▶ Textauszug:

# Logik-Denkleistung erheblich steigern?



## Claus1985 (16. März 2005)

Hallo liebe Community,

ich habe mich hier soeben angemeldet, da es ein Problem gibt, dass ich schon sehr lange habe und das mich einfach bedrückt.

Ich möchte es jezt mal so ausdrücken:

Ich glaube, dass meine Fähigkeit des logischen und mathematischen Denkens etwas schwerfällig ist. Das heißt konkret: Im Mathe- und Physikunterricht bin ich nicht gerade sehr gut, Denkaufgaben fallen mir teilweise schwer, allgemein alles, was mit logischem Denken zu tun hat, ist nicht meine Stärke. Alle in meiner Klasse haben einen Sachverhalt in Mathe viel schneller begriffen als ich. Ich bewundere Leute, die das alles aus dem Ärmel schütteln.

Das Problem: Eigentlich bin ich als notenmäßig durchschnittlicher Gymnasiast nicht dumm und mich fasziniert das auch alles so! Es ist ja überhaupt nicht so, dass ich der ganzen Sache gegenüber abgeneigt bin! Im Gegenteil, eigentlich bin ich ein Technik-Freak, sowohl in der Schule als auch im Freundes- und Familienkreis der Erstbefragte, seien es Computer-, Fernseh-, oder sonstige technische Probleme. Ich habe auch schon öfter versucht zu programmieren, aber auch das geht nur sehr lähmend voran: Wenn ich anfange, mich mit einer Programmiersprache zu beschäftigen, stecke ich dann immer irgendwie fest und komme nicht weiter, obwohl mich die ganze Thematik doch so wahnsinnig interessiert und ich das so wahnsinnig gern können würde!

Das Traurige an der ganzen Sache ist nun, dass ich das sehr gerne so könnte, wie andere Leute: ein Problem anschauen, kurz überlegen und die Lösung parat haben. Ich weiß nicht, warum ich da so schwerfällig bin, es wäre aber mein größter Traum, es nicht mehr zu sein.

Jezt meine Frage: Was würdet ihr in meiner Situation tun? Gedächtnistrainig? Mathe-Powerprogramm? Oder doch eine Programmiersprache?

Wie kann ich meine Denkleistung und meine steigern?

Vielen Dank für konstruktive Ratschläge,

Claus


----------



## Martin Schaefer (16. März 2005)

Hi,

also ein Patentrezept für das, was du dir wünschst, hab ich natürlich nicht auf Lager.
Aber vielleicht hilft dir je wenigstens etwas anderes, was mir spontan zu deinem Problem einfällt.

Du siehst dein Interesse an einer Sache und dann nur noch die eigene Schwäche, es nicht zu "können".
Aber vielleicht macht es Sinn, einfach mal die Richtung zu ändern, aus der du die Sache betrachtest?
Vielleicht ist eben deine Stärke auf einem anderen Gebiet und du zeichnest dich trotzdem
durch ein sehr breites Interesse aus. Vielleicht ist es ja weniger eine Schwäche von dir,
sondern eine Stärke, die du erst erkennen musst?

▶ Vorliegendes Material:
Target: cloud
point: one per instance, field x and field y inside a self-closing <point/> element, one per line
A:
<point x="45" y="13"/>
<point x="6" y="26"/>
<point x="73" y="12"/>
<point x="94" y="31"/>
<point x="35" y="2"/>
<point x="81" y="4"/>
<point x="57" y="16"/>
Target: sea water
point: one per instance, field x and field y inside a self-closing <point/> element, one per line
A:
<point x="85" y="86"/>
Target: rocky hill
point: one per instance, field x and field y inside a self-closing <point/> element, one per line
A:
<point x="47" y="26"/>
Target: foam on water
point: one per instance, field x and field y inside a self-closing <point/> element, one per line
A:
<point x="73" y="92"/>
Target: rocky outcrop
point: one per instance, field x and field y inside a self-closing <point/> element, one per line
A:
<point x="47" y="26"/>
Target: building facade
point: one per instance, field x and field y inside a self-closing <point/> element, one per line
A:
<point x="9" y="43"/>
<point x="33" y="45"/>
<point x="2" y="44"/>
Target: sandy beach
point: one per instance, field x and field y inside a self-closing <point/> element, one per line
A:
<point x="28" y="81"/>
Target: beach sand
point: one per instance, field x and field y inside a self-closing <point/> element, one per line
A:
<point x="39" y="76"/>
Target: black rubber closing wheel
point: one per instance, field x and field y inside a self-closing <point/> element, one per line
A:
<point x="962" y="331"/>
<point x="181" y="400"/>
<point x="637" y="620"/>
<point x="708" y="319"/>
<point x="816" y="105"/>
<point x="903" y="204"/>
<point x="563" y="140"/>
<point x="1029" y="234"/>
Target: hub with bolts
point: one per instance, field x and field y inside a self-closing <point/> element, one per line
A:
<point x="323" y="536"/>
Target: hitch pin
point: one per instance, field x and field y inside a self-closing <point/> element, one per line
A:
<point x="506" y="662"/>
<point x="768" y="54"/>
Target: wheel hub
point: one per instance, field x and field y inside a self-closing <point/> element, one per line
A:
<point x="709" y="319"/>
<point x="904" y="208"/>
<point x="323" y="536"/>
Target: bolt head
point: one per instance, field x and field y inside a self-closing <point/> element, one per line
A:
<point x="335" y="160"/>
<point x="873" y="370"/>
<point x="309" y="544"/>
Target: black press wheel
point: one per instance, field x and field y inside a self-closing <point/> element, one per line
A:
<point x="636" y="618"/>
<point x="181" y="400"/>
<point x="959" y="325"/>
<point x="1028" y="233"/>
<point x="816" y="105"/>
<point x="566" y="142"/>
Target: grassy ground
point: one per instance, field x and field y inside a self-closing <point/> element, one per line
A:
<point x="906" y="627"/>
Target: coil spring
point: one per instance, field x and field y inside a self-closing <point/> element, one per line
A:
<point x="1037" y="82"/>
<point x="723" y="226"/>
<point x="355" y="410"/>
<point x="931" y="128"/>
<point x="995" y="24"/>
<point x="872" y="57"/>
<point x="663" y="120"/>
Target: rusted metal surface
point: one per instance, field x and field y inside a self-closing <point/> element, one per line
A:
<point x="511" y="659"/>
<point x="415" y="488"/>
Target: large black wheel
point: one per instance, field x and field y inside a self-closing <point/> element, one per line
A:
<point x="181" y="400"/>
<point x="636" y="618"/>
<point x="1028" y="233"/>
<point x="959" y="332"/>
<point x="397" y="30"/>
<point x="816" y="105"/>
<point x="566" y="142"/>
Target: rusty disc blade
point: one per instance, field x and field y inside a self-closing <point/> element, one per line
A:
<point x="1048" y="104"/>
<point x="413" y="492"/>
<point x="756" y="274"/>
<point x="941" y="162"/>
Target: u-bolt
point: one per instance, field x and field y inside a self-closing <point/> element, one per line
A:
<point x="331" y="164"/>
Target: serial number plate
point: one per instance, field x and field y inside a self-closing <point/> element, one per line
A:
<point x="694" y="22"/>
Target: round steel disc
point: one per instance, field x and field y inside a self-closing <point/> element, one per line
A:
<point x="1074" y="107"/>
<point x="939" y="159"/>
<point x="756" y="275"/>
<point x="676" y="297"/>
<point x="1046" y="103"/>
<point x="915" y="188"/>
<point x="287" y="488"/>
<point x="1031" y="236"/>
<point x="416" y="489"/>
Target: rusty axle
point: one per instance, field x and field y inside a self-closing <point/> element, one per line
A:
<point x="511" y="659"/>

▶ Ihre Aufgabe: Entscheiden Sie für jede der folgenden Aussagen, ob sie mit dem Textauszug übereinstimmt, und belegen Sie Ihr Ja oder Nein mit dem entscheidenden Wortlaut: (a) Claus bezeichnet sich selbst als notenmäßig durchschnittlichen Gymnasiasten. (b) Martin Schaefer bietet ein Patentrezept für Claus' Wunsch an. (c) Laut Claus haben alle in seiner Klasse einen Sachverhalt in Mathe schneller begriffen als er.

▶ Vollständige Lösung:
(a) Ja: „Eigentlich bin ich als notenmäßig durchschnittlicher Gymnasiast nicht dumm“
(b) Nein: „also ein Patentrezept für das, was du dir wünschst, hab ich natürlich nicht auf Lager.“
(c) Ja: „Alle in meiner Klasse haben einen Sachverhalt in Mathe viel schneller begriffen als ich.“